## Work request
Output exactly the lines below, starting with the line that has "Indicate the parking" and going on through the line that has "[(610, 29)]", both included, and no other lines.
○ ○ ○ ○
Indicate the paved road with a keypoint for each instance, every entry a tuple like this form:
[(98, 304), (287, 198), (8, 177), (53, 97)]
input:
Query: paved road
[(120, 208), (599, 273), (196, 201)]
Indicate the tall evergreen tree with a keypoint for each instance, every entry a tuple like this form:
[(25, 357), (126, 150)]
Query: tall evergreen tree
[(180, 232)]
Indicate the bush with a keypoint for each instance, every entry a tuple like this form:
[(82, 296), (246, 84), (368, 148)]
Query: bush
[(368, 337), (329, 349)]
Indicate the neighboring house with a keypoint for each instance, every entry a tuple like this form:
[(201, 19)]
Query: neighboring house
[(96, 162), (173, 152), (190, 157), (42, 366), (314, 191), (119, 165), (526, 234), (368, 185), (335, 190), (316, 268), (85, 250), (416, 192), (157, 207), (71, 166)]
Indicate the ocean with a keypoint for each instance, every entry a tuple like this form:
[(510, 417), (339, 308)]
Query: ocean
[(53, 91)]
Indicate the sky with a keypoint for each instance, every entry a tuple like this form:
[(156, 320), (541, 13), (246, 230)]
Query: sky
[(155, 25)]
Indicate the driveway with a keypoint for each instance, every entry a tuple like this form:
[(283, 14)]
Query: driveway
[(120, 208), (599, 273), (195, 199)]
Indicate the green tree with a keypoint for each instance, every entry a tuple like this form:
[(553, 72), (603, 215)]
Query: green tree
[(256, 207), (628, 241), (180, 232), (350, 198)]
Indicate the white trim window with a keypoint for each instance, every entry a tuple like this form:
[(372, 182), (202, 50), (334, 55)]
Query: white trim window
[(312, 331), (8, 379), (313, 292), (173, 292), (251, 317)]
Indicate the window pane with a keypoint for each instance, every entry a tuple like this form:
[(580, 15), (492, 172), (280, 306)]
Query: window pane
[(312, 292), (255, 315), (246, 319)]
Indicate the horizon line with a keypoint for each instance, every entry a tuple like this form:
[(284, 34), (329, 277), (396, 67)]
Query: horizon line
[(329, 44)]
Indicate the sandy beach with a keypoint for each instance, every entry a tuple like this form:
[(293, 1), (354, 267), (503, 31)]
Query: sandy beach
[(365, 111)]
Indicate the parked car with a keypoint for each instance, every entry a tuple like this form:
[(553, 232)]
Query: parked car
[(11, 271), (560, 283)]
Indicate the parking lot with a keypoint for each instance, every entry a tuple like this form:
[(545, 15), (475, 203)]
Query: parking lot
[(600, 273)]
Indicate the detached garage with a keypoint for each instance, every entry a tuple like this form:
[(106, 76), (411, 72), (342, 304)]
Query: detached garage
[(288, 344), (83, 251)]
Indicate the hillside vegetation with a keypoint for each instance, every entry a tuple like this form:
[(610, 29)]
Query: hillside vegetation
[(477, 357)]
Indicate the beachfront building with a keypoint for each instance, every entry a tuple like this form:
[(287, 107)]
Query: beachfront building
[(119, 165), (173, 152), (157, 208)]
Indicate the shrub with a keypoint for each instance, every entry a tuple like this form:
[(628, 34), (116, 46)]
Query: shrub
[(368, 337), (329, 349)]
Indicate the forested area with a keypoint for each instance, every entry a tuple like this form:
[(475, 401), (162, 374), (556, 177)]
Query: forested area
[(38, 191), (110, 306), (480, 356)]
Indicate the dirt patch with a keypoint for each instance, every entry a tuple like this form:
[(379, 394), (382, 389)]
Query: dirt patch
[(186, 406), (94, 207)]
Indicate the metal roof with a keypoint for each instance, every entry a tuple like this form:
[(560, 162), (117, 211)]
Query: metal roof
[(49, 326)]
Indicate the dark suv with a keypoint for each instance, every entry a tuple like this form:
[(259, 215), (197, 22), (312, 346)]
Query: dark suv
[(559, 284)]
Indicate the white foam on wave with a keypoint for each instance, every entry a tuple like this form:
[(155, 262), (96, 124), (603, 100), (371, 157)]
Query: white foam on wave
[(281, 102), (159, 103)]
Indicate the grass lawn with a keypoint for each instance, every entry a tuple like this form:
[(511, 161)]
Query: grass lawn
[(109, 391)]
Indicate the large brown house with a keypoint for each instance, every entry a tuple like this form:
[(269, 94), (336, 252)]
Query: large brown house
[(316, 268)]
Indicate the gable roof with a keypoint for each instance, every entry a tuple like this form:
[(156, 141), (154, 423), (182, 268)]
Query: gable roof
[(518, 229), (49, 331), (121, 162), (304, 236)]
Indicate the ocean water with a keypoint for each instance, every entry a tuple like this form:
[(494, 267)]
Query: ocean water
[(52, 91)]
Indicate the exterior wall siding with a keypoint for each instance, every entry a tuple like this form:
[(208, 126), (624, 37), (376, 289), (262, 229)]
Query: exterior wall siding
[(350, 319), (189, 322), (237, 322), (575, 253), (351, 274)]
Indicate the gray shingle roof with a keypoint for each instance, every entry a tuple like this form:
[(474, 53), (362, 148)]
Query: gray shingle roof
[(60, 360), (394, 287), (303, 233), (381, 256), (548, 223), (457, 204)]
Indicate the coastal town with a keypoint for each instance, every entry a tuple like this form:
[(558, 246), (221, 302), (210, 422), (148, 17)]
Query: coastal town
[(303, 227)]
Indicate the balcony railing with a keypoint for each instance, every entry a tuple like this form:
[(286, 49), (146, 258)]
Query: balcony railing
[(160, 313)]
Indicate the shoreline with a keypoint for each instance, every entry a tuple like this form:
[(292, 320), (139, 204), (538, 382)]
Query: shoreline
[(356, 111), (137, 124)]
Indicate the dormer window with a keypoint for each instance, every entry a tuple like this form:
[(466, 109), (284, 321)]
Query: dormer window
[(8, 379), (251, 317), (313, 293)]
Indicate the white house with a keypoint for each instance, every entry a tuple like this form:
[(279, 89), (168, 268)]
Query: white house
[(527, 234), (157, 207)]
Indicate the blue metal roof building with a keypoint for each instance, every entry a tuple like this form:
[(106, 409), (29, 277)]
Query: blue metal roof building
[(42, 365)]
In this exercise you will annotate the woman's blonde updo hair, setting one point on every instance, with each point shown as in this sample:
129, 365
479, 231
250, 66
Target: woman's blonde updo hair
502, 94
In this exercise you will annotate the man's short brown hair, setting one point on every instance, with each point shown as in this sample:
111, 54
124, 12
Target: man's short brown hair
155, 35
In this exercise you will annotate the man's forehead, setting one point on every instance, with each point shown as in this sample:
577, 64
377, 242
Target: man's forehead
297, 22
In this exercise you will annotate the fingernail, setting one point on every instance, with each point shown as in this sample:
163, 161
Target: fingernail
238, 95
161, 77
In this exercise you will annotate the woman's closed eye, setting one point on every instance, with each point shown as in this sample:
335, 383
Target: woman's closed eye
○ ○ ○ ○
## Response area
Indicate the parking lot with a keypoint for each instance, every entry a tuple like this form:
[(545, 15), (475, 203)]
Query: parking lot
[(600, 273)]
Indicate the detached garage with a keypoint for each instance, every entry a tuple like this form:
[(106, 76), (411, 72), (342, 304)]
Query: detached garage
[(288, 344), (83, 251)]
Indicate the hillside vegetation with a keypoint for each instance, every entry a tuple like this form:
[(610, 29)]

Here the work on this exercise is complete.